[[ SOURCE DOCUMENT open ]]

Facing a Federal Trade Commission (FTC) complaint alleging their proposed combination violated federal antitrust laws, CSL Limited and Talecris Biotherapeutics Holdings Corporation announced that they had mutually agreed to terminate their merger agreement on June 8, 2009. Under the merger agreement that was signed in August 2008, Australia-based CSL was to acquire U.S.- based Talecris, combining the second- and third-largest producers of plasma-derivative protein therapies. If the approximately $3.1 billion transaction had gone through, CSL would have eclipsed Baxter International as the world’s largest producer of these therapies.  

The FTC filed its complaint seeking to block the deal in late May, 2009. In its complaint, the FTC alleged violations of section 7 of the Clayton Act, 15 U.S.C. § 18, and section 5 of the Federal Trade Commission Act, 15 U.S.C. § 45. According to the Commission, the deal would have substantially reduced competition in U.S. markets for four plasma-derivative protein therapies: Immune globulin (Ig), Albumin, Rho-D, and Alpha-1. These therapies treat illnesses such as primary immunodeficiency diseases, chronic inflammatory demyelinating polyneuropathy, alpha-1 antitrypsin disease, and hemolytic disease of the newborn.

In its complaint, the Commission alleged that CSL’s proposed acquisition of Talecris would have resulted in anticompetitive effects in the markets for each of the four products. The deal would have reduced the number of firms in the Ig and Albumum markets from five to four, with CSL and Baxter accounting for more than 80 percent of each market. In the Commission’s view, the proposed acquisition would have enabled the remaining firms to engage more completely and successfully in coordinated interaction in these markets. The number of competitors in the Rho-D and Alpha-1 markets would have been reduced from three to two. The FTC alleged that, in these markets, the proposed merger would have made price coordination easier and facilitated prompt detection of any deviations from the terms of coordination.  

The Commission also noted that the proposed merger would have continued the trend of consolidation in the plasma-derivative protein products industry that has occurred over the past two decades. In 1990, there were 13 producers of plasma-derivative products; in 2009, only five remain. According to the FTC’s complaint, the industry has used consolidation as a tool to control capacity and reduce supply, rather than to produce benefits for consumers. Specifically, the Commission alleged that group purchasing organizations, hospitals, and physicians have faced tightening supplies and rising prices as a result of consolidation. In its complaint, the FTC bluntly described the industry as a “tight oligopoly, with a high level of information sharing and interdependence among firms.” The Commission not only alleged that competitive information is widely available from industry sources but also that that firms in the plasma industry regularly engage in signaling, the purposeful sharing of competitive information to coordinate with their competitors.

[[ SOURCE DOCUMENT closed ]]

WORK REQUEST A:
Answer these questions from the passage on the CSL–Talecris merger:
(i) In what month and year was the merger agreement signed?
(ii) How many producers of plasma-derivative products were there in 1990?
(iii) How many competitors would have remained in the Rho-D and Alpha-1 markets after the deal?
WORK REQUEST B: Carry on the passage on the CSL–Talecris merger from its final sentence.

[[ SOURCE DATA open ]]

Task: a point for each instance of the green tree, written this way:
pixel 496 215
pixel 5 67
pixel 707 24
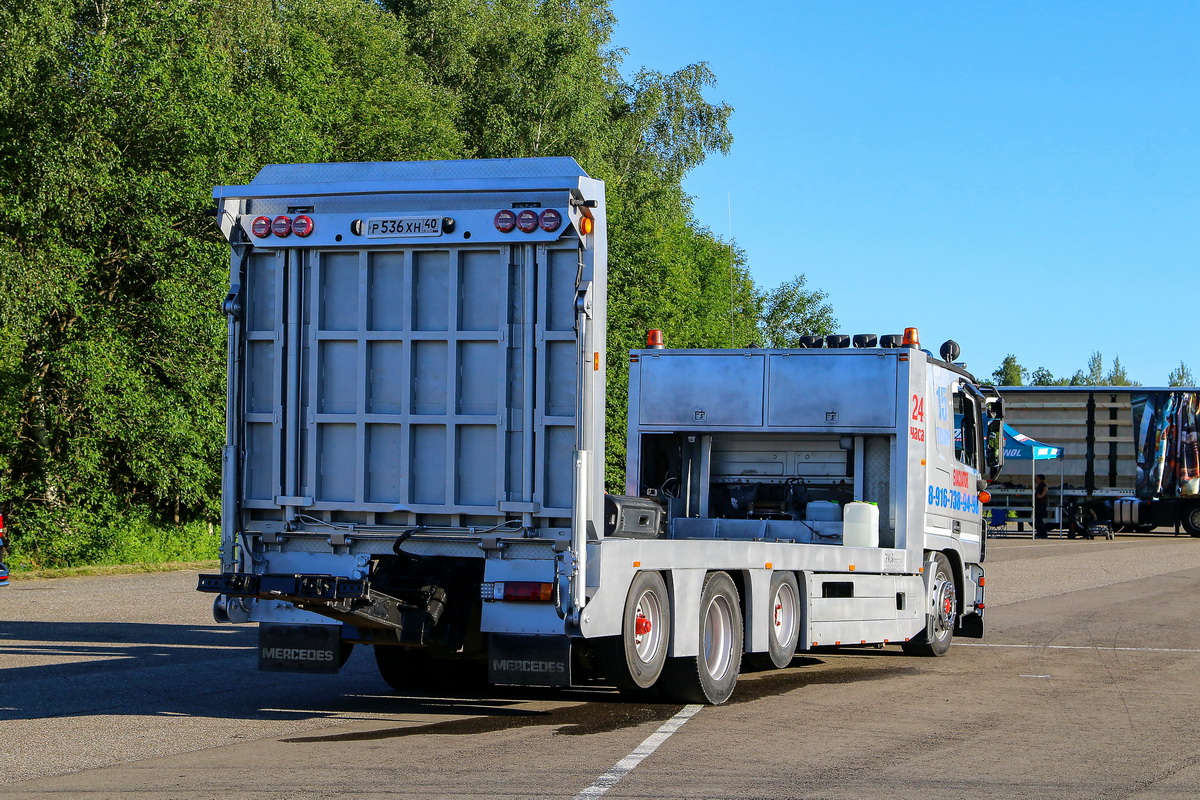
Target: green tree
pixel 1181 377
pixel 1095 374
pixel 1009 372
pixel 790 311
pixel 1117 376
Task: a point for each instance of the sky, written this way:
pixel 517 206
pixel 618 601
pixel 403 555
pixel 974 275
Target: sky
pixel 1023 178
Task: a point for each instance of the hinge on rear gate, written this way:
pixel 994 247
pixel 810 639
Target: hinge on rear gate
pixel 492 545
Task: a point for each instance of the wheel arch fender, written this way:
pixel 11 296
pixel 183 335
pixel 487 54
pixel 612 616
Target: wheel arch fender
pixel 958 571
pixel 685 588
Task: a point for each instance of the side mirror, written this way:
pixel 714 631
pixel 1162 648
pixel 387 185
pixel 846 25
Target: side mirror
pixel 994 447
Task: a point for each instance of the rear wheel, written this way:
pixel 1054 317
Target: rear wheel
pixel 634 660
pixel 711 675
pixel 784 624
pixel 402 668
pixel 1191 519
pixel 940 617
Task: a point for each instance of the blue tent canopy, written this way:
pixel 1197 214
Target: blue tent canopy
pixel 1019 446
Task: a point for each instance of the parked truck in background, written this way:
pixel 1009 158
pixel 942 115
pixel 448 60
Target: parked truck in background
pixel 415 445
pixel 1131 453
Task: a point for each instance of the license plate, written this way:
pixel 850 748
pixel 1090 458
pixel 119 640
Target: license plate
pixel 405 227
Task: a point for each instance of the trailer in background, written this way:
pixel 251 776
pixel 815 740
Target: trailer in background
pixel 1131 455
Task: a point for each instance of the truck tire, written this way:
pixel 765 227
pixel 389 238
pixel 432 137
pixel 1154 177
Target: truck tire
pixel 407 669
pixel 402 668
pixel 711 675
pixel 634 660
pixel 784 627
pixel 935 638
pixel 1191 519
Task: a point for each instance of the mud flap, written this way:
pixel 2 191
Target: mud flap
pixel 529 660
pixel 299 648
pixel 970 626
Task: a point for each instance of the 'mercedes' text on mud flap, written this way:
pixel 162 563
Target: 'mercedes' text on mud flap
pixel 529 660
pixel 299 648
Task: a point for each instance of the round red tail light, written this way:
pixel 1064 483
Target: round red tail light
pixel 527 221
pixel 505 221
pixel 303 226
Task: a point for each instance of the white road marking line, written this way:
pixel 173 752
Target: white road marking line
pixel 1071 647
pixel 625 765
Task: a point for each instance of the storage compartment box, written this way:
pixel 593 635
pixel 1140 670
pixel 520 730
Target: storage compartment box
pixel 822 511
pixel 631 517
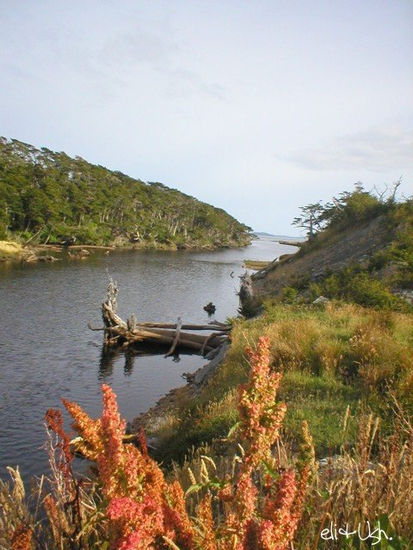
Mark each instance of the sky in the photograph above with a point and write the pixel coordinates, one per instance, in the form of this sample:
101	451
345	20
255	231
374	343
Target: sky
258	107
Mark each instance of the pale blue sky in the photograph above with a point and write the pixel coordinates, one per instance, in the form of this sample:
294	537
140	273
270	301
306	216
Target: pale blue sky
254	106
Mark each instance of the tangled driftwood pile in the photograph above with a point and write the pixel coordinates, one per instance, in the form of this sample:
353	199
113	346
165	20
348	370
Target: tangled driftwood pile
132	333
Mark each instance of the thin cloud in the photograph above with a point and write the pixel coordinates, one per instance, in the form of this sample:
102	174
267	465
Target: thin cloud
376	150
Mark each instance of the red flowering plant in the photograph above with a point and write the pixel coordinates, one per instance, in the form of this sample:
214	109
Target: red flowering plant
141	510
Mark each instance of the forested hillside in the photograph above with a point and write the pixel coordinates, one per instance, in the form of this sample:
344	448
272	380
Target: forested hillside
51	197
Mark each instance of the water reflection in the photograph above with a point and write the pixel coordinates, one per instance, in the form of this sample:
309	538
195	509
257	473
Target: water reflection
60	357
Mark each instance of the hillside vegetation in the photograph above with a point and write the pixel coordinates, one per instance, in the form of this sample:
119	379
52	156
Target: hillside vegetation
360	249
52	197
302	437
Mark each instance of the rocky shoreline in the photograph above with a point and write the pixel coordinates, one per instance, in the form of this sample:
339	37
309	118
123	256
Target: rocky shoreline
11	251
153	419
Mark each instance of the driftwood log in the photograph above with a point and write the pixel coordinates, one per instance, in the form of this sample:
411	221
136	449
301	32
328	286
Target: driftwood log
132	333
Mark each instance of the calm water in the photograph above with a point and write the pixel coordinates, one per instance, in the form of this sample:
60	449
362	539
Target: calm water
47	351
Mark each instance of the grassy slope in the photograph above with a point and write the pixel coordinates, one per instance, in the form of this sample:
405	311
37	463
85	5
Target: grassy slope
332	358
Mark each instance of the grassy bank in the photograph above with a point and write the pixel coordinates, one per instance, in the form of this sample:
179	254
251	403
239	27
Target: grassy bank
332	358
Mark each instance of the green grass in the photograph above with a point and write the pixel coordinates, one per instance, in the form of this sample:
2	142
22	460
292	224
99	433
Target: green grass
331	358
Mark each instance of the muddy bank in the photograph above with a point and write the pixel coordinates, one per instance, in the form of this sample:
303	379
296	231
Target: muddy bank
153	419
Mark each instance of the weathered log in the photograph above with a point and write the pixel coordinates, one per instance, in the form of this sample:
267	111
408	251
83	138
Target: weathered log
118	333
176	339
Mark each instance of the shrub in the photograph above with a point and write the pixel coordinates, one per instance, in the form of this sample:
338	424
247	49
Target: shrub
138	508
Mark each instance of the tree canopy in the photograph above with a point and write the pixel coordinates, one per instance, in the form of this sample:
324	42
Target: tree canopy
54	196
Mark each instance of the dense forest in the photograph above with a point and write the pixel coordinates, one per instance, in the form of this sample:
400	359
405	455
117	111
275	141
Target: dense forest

[[ SOURCE DATA closed ]]

TASK OUTPUT A:
(i) August 2008
(ii) 13
(iii) Two

TASK OUTPUT B:
In the FTC’s view, eliminating Talecris would have been particularly detrimental to competition in each of the four relevant product markets. Absent the acquisition, Talecris would have increased availability and lowered prices of the four therapies. In fact, in its complaint, the Commission asserted that the “aggressively expanding” Talecris is “the one firm in the industry that can thwart the prevailing restrained, oligopolistic approach.” According to the Commission, the other competitors are not large enough to impact significantly the market. Moreover, because of barriers to entry such as significant up-front costs, onerous regulations, and specialized technical experience, the FTC rejected the notion that new entry would reduce the anticompetitive effects of the proposed merger. Finally, the FTC noted the lack of merger-specific efficiencies to offset the potential harm to competition.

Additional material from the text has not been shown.